+++ Listed records

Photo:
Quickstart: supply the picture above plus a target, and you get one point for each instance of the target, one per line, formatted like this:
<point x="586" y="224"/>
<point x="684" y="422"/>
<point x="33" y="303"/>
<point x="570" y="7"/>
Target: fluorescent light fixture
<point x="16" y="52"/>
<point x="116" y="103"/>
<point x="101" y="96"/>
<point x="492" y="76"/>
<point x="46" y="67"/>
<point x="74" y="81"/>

++++++

_Exercise details_: Could you please reproduce each record exactly, leaving nothing out?

_Answer to the problem_:
Photo:
Quickstart: supply the picture above plus a target, and you get one point for each instance of the target, one per line, formatted like this:
<point x="586" y="224"/>
<point x="684" y="422"/>
<point x="33" y="303"/>
<point x="570" y="7"/>
Target: fluorescent light fixture
<point x="16" y="52"/>
<point x="116" y="103"/>
<point x="101" y="96"/>
<point x="492" y="76"/>
<point x="46" y="67"/>
<point x="74" y="81"/>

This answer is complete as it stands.